Text under study:
▼▼▼

And like a lot of nonprofits that serve the underserved the Kramden Institute is scrambling to meet those needs right now.

So, if you've been thinking of getting rid of that old laptop or desktop computer, the folks at Kramden would like to have it.

And if you've been reluctant to give it up because of information stored on it, Kramden can deal with that too.

"We wipe every single drive that we can. If the drive is too old to be wiped it goes into a secure container where it then gets physically shredded," Kramden's executive director Michael Abensour told ABC11.

He said it is that trust that has prompted tens of thousands of people to donate computers to Kramden since the institute was founded in 2003.

At the nonprofit's warehouse, computers that can be refurbished are given new life.

Those that can't are recycled.

And newer computers that are donated are often sold to help pay for parts for the old ones.

"Every week we get 50 families that call and say, hey my kid needs a computer or I have lots of kids and they all need a computer," Abensour said, and he added that the pick-up is contact free.

"So, they just call us and we put them out in carts outside with their name and their time, when they're supposed to come and show up and we wave them through out the window and that's it," he said.

And with most children still learning from home with online classes, the need has never been greater than it has been during the pandemic.

"It made us very popular overnight," he said laughing.

So far in 2020 3,500 computers have gone out the door at Kramden.

At the start of the pandemic, the institute gave away 500 in just one week.

Kramden, like a lot of other nonprofits with extra pandemic demands, needed a cash infusion.

To the rescue came pharmaceutical giant GlaxoSmithKline, which has a big presence in Research Triangle Park.

GSK gave Kramden and nine other Triangle nonprofits $40,000 each.

▲▲▲

Exercise instructions:
**A.** Name each company, nonprofit, or news outlet that the Kramden article identifies by name.
**B.** Edit the Kramden article from "So, if you've" to "with that too.", inclusive, and replace "laptop" with "tablet".
The data below have no connection to the Kramden article.

Given entries:

▼▼▼

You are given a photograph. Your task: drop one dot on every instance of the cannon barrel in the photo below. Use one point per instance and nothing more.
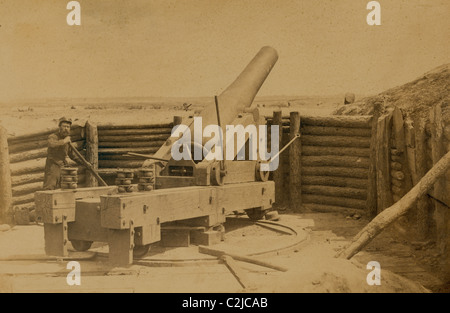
(238, 96)
(241, 93)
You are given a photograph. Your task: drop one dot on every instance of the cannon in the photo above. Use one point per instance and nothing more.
(178, 201)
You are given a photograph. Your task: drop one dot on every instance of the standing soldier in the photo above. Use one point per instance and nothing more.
(58, 154)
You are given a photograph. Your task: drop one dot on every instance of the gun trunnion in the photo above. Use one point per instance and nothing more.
(188, 200)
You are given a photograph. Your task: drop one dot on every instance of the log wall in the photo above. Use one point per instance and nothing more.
(333, 164)
(27, 155)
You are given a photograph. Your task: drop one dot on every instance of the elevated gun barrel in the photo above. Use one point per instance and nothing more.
(238, 96)
(241, 93)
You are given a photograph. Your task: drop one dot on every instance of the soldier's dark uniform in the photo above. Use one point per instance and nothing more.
(57, 154)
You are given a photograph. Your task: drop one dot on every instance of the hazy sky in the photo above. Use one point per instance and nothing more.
(197, 47)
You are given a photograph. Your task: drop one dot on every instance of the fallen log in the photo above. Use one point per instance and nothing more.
(335, 181)
(234, 268)
(334, 171)
(243, 258)
(335, 131)
(347, 192)
(336, 201)
(328, 160)
(318, 150)
(391, 214)
(336, 141)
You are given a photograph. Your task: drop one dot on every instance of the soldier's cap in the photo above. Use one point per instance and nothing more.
(64, 119)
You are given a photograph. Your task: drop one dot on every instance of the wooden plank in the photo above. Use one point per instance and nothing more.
(120, 164)
(335, 201)
(36, 144)
(110, 126)
(131, 138)
(372, 175)
(91, 153)
(398, 129)
(336, 141)
(278, 173)
(56, 240)
(136, 132)
(295, 160)
(5, 178)
(334, 171)
(28, 155)
(384, 194)
(337, 181)
(440, 190)
(323, 208)
(353, 193)
(106, 151)
(26, 188)
(121, 243)
(339, 151)
(335, 131)
(338, 121)
(343, 161)
(423, 217)
(125, 144)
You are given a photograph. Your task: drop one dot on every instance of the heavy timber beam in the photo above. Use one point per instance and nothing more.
(207, 206)
(238, 96)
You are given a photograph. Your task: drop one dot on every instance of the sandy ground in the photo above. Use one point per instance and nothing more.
(27, 117)
(311, 265)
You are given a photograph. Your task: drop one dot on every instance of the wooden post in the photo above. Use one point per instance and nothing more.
(278, 173)
(295, 182)
(423, 218)
(400, 144)
(372, 182)
(440, 190)
(5, 179)
(383, 152)
(391, 214)
(91, 152)
(177, 120)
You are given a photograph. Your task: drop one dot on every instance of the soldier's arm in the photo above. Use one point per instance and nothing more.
(53, 141)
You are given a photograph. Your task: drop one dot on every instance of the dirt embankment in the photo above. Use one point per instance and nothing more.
(414, 98)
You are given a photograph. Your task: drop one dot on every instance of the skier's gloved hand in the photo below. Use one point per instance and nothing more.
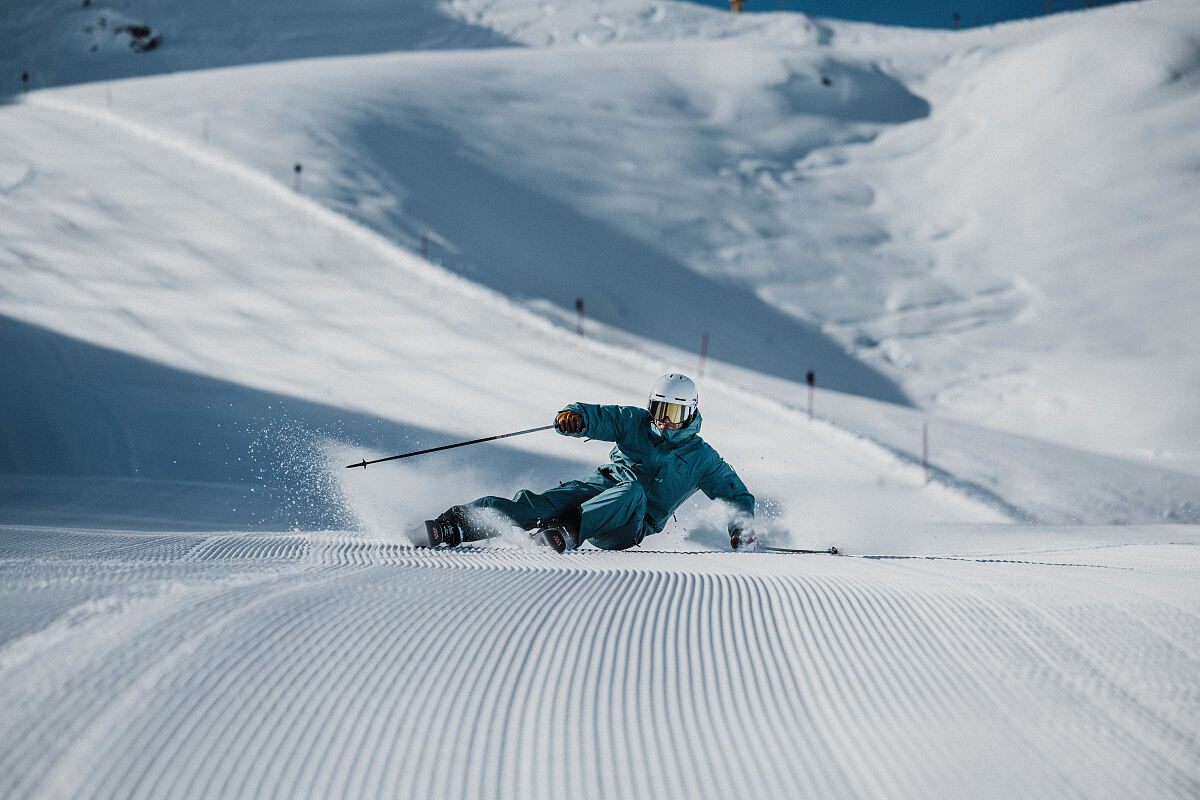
(742, 539)
(569, 422)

▲▲▲

Solutions for each task:
**A.** Kramden Institute, ABC11, GlaxoSmithKline (GSK)

**B.**
So, if you've been thinking of getting rid of that old tablet or desktop computer, the folks at Kramden would like to have it.

And if you've been reluctant to give it up because of information stored on it, Kramden can deal with that too.